Your tasks
**A.** Summarize the article on MySpace below in two sentences.
**B.** According to the article on MySpace below, what two standard sections does a typical MySpace profile contain?

Passage provided
MySpace, Your Space: Do You Want To Dance?
by Marjorie Dorfman

Outer, inner, wall or just plain "give me space," has been transmuted into yet another meaning in modern terms. It’s called MySpace. What is this phenomenon, why is it so popular and what does it want from us? Read on for some truth, if you have time and some room.

Social networking in this day and age translates into the Santa Monica-based interactive social networking website known by those in the know and otherwise as MySpace. Users submit their own personal data, which includes a network of friends, personal profiles, photos, blogs and even an internal search engine and email system. Although headquartered in California, the parent company is in The Big Apple, aka New York City. According to Alexa Internet, MySpace is currently the world’s sixth most popular English language website and the third most frequented site in the United States. More significantly, the term has oozed its way into the mainstream of pop culture, especially in English-speaking countries.

Maintaining a staff of some 300 people, MySpace reportedly attracts 230,000 new registrants every day! Founded in July of 2003, some say by Tom Anderson, Chris DeWolfe and a small team of programmers, the company was bought by Rupert Murdoch’s News Corporation in July of 2005. The corporate history and status of Tom Anderson as the founder of the company has been the subject of much debate in the last few years.

A typical MySpace profile contains two standard sections, one called "About Me" and the other, "Who I Would Like To Meet?" This is the new age lovelorn/personal column, with specific details about individual interests and preferences that range from race and religion to sexual orientation. MySpace allows for few surprises, as images can be easily uploaded that will appear on the main page, and the side of the user’s name on any comments or messages that transpire between correspondents.

The success of MySpace is perhaps due at least in part, to the amazing versatility it provides to a user. At his or her fingertips, profile pages can be customized by entering HTML and the general appearance of a page can be changed easily by entering CSS in a <style>…</style> element into one of the fields. This will override the page’s default style sheet and can be changed as frequently as the user’s mood. (This is the mood ring of the modern age, if you will.)

Supplied material
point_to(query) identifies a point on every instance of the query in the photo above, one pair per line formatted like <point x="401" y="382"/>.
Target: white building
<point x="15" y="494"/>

The responses
**A.** MySpace is a Santa Monica-based social networking website where users post personal data such as profiles, photos, blogs and networks of friends, and the term has entered mainstream pop culture. Founded in July 2003 and bought by Rupert Murdoch's News Corporation in July 2005, it reportedly attracts 230,000 new registrants every day, and its success may partly come from letting users customize their profile pages with HTML and CSS.

**B.** "About Me" and "Who I Would Like To Meet?"